====== RECORDS SUPPLIED ======

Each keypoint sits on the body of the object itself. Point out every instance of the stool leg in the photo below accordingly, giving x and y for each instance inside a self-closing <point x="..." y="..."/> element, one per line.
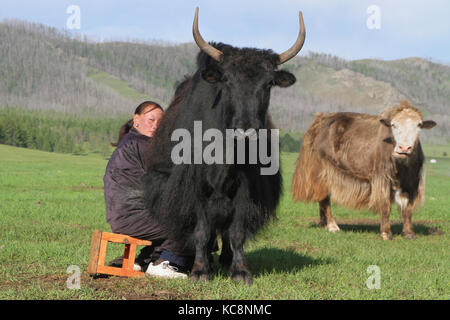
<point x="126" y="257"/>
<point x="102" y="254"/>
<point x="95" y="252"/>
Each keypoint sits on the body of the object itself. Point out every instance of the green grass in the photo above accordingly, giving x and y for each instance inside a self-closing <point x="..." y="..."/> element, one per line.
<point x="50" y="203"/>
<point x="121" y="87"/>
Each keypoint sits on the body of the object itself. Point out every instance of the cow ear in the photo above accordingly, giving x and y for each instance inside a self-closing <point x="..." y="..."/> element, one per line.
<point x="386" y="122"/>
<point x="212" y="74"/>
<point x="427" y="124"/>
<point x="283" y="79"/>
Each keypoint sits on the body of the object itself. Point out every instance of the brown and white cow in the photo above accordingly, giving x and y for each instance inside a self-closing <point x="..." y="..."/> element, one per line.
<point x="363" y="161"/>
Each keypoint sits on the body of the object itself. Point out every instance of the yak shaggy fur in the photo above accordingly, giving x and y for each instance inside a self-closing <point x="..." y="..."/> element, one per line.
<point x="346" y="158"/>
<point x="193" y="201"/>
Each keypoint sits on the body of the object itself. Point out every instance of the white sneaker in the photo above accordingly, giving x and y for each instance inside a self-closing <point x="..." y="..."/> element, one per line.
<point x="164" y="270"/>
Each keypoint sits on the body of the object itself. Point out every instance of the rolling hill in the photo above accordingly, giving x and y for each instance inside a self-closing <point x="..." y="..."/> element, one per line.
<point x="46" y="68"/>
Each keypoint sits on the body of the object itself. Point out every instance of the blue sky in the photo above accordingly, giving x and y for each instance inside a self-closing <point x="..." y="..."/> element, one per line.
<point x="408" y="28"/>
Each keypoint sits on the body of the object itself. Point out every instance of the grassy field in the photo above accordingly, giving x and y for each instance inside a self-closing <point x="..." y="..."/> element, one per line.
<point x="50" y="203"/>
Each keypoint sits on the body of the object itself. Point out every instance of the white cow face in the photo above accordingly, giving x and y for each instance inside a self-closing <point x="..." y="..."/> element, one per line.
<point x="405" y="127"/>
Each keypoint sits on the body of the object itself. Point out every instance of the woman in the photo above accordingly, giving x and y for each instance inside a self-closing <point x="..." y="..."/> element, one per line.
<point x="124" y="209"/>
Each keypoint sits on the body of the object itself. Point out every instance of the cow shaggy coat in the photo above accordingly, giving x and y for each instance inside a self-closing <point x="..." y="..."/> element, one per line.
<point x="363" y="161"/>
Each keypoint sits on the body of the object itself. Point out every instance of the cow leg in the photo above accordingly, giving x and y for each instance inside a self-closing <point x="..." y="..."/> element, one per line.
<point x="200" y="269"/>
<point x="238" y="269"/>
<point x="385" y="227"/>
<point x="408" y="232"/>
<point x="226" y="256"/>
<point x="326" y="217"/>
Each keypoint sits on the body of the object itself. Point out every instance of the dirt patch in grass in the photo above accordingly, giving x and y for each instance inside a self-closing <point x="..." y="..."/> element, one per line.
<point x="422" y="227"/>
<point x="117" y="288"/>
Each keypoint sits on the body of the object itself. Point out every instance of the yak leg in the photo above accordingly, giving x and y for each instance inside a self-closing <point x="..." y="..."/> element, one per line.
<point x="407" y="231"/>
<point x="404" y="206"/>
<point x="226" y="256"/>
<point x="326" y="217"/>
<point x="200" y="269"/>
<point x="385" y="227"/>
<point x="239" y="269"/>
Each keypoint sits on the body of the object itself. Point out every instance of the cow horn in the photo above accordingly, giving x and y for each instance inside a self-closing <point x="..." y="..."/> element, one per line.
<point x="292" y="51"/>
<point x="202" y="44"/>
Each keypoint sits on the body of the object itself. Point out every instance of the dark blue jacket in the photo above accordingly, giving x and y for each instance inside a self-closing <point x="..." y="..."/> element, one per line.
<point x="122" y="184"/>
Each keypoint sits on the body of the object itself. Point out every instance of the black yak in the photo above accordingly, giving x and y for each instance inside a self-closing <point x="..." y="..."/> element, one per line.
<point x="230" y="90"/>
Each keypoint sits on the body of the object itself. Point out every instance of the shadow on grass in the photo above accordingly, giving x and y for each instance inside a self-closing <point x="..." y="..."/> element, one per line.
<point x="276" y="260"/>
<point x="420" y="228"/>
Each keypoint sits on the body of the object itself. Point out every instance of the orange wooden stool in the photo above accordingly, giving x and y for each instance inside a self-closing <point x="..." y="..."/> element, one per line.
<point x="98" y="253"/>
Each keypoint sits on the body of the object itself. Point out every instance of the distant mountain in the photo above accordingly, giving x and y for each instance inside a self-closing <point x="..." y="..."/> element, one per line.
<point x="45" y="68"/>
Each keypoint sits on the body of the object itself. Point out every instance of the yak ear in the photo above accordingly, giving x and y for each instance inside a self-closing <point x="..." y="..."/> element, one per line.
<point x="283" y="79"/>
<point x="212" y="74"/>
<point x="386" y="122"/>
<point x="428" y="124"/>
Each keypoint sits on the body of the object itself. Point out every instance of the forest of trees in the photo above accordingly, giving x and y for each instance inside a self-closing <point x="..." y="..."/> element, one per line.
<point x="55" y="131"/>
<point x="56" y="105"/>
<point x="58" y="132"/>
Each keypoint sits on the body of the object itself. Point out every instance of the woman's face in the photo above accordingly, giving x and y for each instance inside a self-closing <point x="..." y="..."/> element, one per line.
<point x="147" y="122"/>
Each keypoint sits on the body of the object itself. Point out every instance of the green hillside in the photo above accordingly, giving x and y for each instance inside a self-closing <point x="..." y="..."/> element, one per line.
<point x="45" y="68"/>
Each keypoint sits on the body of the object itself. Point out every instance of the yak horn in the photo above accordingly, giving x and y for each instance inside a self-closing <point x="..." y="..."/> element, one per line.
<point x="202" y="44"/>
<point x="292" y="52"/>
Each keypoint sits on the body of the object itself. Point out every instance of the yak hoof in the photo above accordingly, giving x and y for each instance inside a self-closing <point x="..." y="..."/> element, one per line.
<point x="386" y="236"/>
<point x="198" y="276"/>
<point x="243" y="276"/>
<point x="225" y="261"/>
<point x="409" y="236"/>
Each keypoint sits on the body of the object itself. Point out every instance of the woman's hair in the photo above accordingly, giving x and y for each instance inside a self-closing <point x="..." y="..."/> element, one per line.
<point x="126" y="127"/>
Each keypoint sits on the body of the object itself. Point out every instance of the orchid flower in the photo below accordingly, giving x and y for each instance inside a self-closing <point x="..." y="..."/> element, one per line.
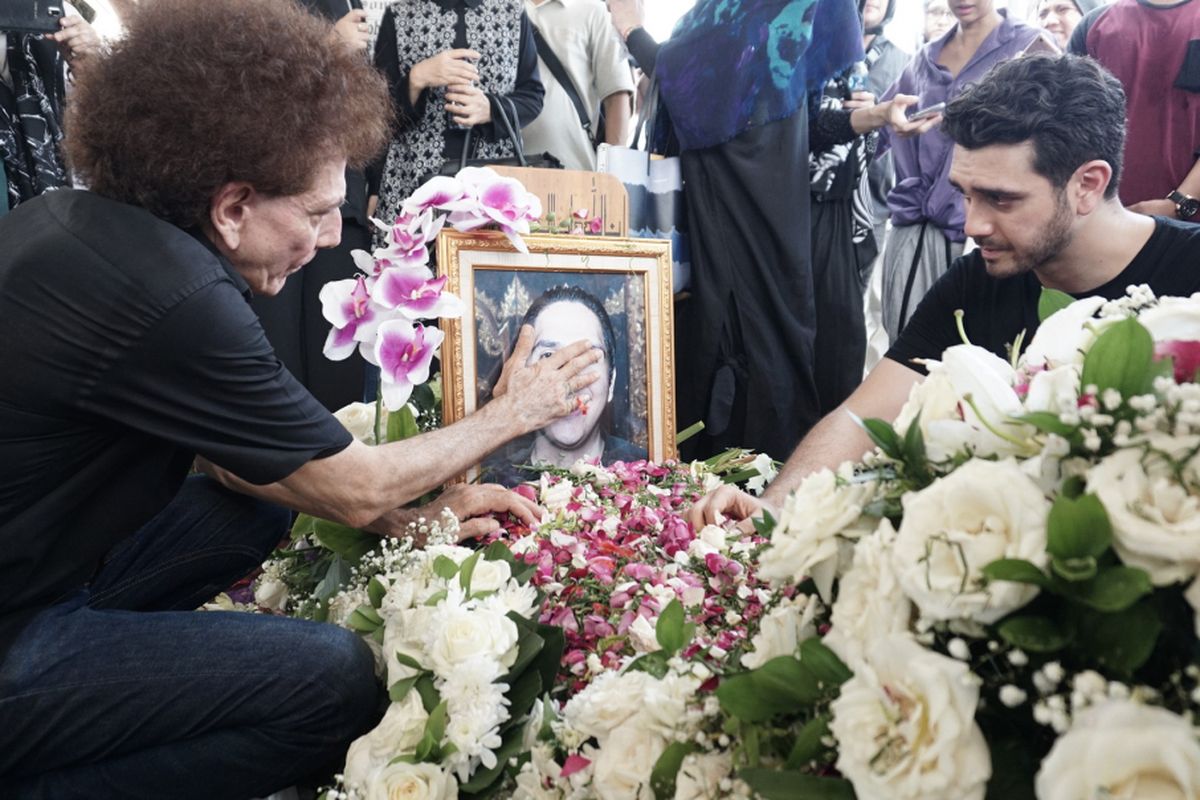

======

-- THE PROBLEM --
Exactly reproduce each record, leaving out any pictures.

-- TASK RESPONSE --
Each keypoint sits on the body of the object itself. Point out every instance of the stool leg in the photo below accordingly, giving x and y for each instance inside a self-closing <point x="..." y="..."/> element, one per line.
<point x="126" y="257"/>
<point x="102" y="254"/>
<point x="95" y="252"/>
Each keypoint sits on the body of the object itself. Point out every instance of the green grass in the photo above accordingly, giving x and y for each instance inside a self-closing <point x="..." y="..."/> element, one per line.
<point x="50" y="203"/>
<point x="121" y="87"/>
Each keypoint sits on the body of the object itself. Point out every instance of the cow ear in the photo above accordingly, giving x and y for each instance inside a self-closing <point x="..." y="..."/> element, one per line.
<point x="386" y="122"/>
<point x="212" y="74"/>
<point x="427" y="124"/>
<point x="283" y="79"/>
Each keypoint sits on the body of the object itself. Point out every instance of the brown and white cow in the photo above accordingly, giving x and y for each instance inside a self-closing <point x="..." y="..."/> element, one per line.
<point x="363" y="161"/>
Each keypoint sits on the body of the object itself. Point out every instance of the yak shaggy fur in the photo above accordingly, giving x and y for each instance inside a self-closing <point x="..." y="..."/> element, one per line.
<point x="346" y="158"/>
<point x="193" y="201"/>
Each keypoint sits on the body of the object itself. Point out every instance of the white sneaker in the photo above accordingly, giving x and y for each instance inside a self-closing <point x="..." y="..."/> element, one per line.
<point x="164" y="270"/>
Each keypoint sits on the body of the object itself. Point out every instance of the rolling hill in the photo above accordingly, giving x and y for each instance inside a self-closing <point x="..." y="..."/> element, one per line.
<point x="46" y="68"/>
Each keypoint sits on the body of the object itself. Point out every instance of the blue sky in the photo above accordingly, giving x and y for each instance inside a self-closing <point x="..." y="..."/> element, one per line.
<point x="408" y="28"/>
Each keypoint sits on the body of the object itself. Point out every instance of the grassy field in the photo above accordingly, giving x and y for each instance inside a self-closing <point x="..." y="..."/> element, one per line.
<point x="50" y="203"/>
Each keypoint sits on the body of the object itself. Point out every instance of the white cow face in the photo above accordingly, giving x and y for each instance inside a self-closing <point x="..." y="..."/> element, one per line.
<point x="405" y="127"/>
Each keypoint sits on the body of the object itself. Point out every instance of the woman in the photo above accordingly, giving x and y for each instance inside a self-closing <point x="..." y="..."/> element, one per line.
<point x="124" y="209"/>
Each keypoint sits on the body of the object itself. Point out every instance of the cow shaggy coat in the photo above accordingly, giving x and y for each instance inside a self-closing <point x="..." y="..."/> element, one per line.
<point x="363" y="161"/>
Each keypoint sits on the body of the object itself. Point out every instance of the cow leg in the photo above accordingly, giving x and y for each instance inside a self-closing <point x="..." y="..."/> element, one per line.
<point x="200" y="269"/>
<point x="238" y="269"/>
<point x="385" y="227"/>
<point x="408" y="232"/>
<point x="226" y="256"/>
<point x="326" y="217"/>
Each keypoint sits on the body of the object itself. Point out every instance of the dirt patch in grass in the photo above accordingly, giving x and y for each instance inside a self-closing <point x="..." y="..."/> element, one per line.
<point x="422" y="227"/>
<point x="117" y="288"/>
Each keypoint sits on the body of the object itself. Point out every instance of the yak leg in the photo above accordingly, giving x and y for each instance inside a self-closing <point x="..." y="..."/> element, one per line.
<point x="407" y="231"/>
<point x="404" y="206"/>
<point x="226" y="256"/>
<point x="326" y="217"/>
<point x="200" y="269"/>
<point x="385" y="227"/>
<point x="239" y="269"/>
Each keypoint sits on the body of the object itself. Point out every instance of the cow horn in the photo above accordingly, giving x and y for each instance inside a self-closing <point x="..." y="..."/> element, one per line.
<point x="292" y="51"/>
<point x="202" y="44"/>
Each keypoint sits on the body of the object itself. Point out every instance of the dark blue jacket in the photo above accordingly, giving x and y for each instance inside a self-closing <point x="..." y="..."/> element, one per line.
<point x="122" y="184"/>
Each keypoint sits on the body of the object itself. Point out every instance of the black yak in the photo above accordingly, giving x and y for each instance inside a self-closing <point x="..." y="..."/> element, one per line.
<point x="230" y="90"/>
Each keypoint sits on the body of the object itself. Point out every instance of the shadow on grass in the photo above accordingly, giving x and y for each instance inside a self-closing <point x="..." y="..."/> element, one per line.
<point x="276" y="260"/>
<point x="420" y="228"/>
Each keypoint sits on the body of the object itself. Point out every instance of the orange wooden stool in the photo above accordingly, giving x and y for each instance inside a self-closing <point x="..." y="..."/> element, one per line.
<point x="98" y="253"/>
Each keypoint sits on the body of the object itself. Point out every instance of the distant mountain in the photo above accordingly, giving x and y for each instance inside a self-closing <point x="..." y="..."/> element, one per line.
<point x="45" y="68"/>
Each keypoint sits on the body of the object itself. Point out every instance of the yak ear in the photo above accordingly, giving x and y for each instance inside a self-closing <point x="..." y="..."/> element, one per line.
<point x="283" y="79"/>
<point x="212" y="74"/>
<point x="386" y="122"/>
<point x="428" y="124"/>
Each keypoint sits on the body of the object itself. Point out every instance of the forest of trees in the photo above accordingly, giving x and y for each instance inside a self-closing <point x="..." y="..."/> element, one per line.
<point x="55" y="131"/>
<point x="56" y="105"/>
<point x="58" y="132"/>
Each keypoint sits on the body of the object itself. Point out every instance of the woman's face in the photo above accordingly, giving x and y for each instance inside a self-closing <point x="..." y="..."/> element, one per line.
<point x="147" y="122"/>
Each keypoint sits on the body of the object itself. Point out every instance of the green hillside in the photo above accordingly, giving x and y for each instance inside a self-closing <point x="..." y="..."/> element, one per line.
<point x="45" y="68"/>
Each keypoint sits on the body of the object itself. Point out every instance of the yak horn in the photo above accordingly, giving x and y for each instance inside a self-closing <point x="..." y="..."/> element, one per line.
<point x="202" y="44"/>
<point x="292" y="52"/>
Each keypoint sits on the body of the object itself. Point out every instance of the yak hoof in the photo above accordingly, giving x and y for each instance inside a self-closing <point x="..." y="..."/> element, one per line.
<point x="386" y="236"/>
<point x="198" y="276"/>
<point x="243" y="276"/>
<point x="225" y="261"/>
<point x="409" y="236"/>
Each keypoint sits on the body of the object itself. Point out every instance of the woman's hair in the photo above accordingly, giving x and y for each instance inside a self-closing <point x="..." y="..."/> element, one per line.
<point x="126" y="127"/>
Each keypoint sits on the body of the object itself. Point out every instance of the orchid flower in the photo below accordingly, giving x and y for each instance inside a self-closing <point x="..." y="..."/> element, one per line.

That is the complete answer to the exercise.